→ **PROBLEM 1**: Translate this sentence from the HSV text into Spanish: "During latency, the virus is essentially invisible to the immune system."
→ **PROBLEM 2**:
Decide whether each statement agrees with the HSV text. Answer yes or no for each, and quote the words of the text that settle it.
(a) HSV-2 usually settles in nerve clusters in the lower spine.
(b) A swab test works best once the sore has crusted over.
(c) Antibodies to HSV can take up to 16 weeks after exposure to become detectable.
→ **PROBLEM 3**: Copy out the HSV text from "There is no" to "ability to replicate.", changing "partner" to "sexual partner".

→ **SOURCE EXTRACT**:
|---|
Why HSV Never Leaves the Body

After the initial infection clears from the skin, HSV doesn’t disappear. The virus travels along nerve fibers and settles into clusters of nerve cells near the spine, where it enters a dormant state called latency. HSV-1 typically takes up residence in nerve clusters near the base of the skull (serving the face and mouth), while HSV-2 favors nerve clusters in the lower spine (serving the genital area). This is why each type tends to reactivate in its preferred location.

During latency, the virus is essentially invisible to the immune system. Periodically, it reactivates, traveling back along the nerves to the skin’s surface. Sometimes this causes a visible outbreak. Other times, the virus reaches the skin without producing symptoms, resulting in the silent shedding described above. Triggers for reactivation vary from person to person but commonly include stress, illness, fatigue, sun exposure, and hormonal changes.

How HSV Is Diagnosed

The most reliable way to diagnose HSV is through a swab taken directly from an active blister or sore that hasn’t yet crusted over. This test, which detects the virus’s genetic material, works best during an active outbreak when the virus is most concentrated.

If no sores are present, a blood test can check for antibodies the immune system produces in response to HSV. These tests have important limitations, though. It can take up to 16 weeks after exposure for antibodies to reach detectable levels, so testing too soon can produce a false negative. Blood tests for herpes also have a higher false positive rate than tests for infections like chlamydia or gonorrhea, which means a positive result sometimes needs to be confirmed with additional testing.

Treatment and Daily Management

There is no cure for HSV, but antiviral medications effectively shorten outbreaks, reduce their severity, and lower the risk of passing the virus to a partner. Three antiviral drugs are used: acyclovir, valacyclovir, and famciclovir. All work by blocking the virus’s ability to replicate.
|---|
→ **AVAILABLE DATA**:

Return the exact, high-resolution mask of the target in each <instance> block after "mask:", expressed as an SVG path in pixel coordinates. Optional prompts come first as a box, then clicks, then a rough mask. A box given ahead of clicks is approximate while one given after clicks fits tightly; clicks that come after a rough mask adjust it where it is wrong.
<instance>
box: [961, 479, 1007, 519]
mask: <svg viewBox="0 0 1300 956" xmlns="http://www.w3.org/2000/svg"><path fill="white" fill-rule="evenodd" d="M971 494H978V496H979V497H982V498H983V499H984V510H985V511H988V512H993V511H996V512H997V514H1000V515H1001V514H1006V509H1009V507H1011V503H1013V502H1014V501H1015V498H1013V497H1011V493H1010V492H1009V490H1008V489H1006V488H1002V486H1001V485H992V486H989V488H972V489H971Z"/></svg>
|---|
→ **EXERCISE ANSWER 1**: Durante la latencia, el virus es prácticamente invisible para el sistema inmunitario.

→ **EXERCISE ANSWER 2**:
(a) Yes: "HSV-2 favors nerve clusters in the lower spine"
(b) No: "a swab taken directly from an active blister or sore that hasn’t yet crusted over"
(c) Yes: "It can take up to 16 weeks after exposure for antibodies to reach detectable levels"

→ **EXERCISE ANSWER 3**:
There is no cure for HSV, but antiviral medications effectively shorten outbreaks, reduce their severity, and lower the risk of passing the virus to a sexual partner. Three antiviral drugs are used: acyclovir, valacyclovir, and famciclovir. All work by blocking the virus’s ability to replicate.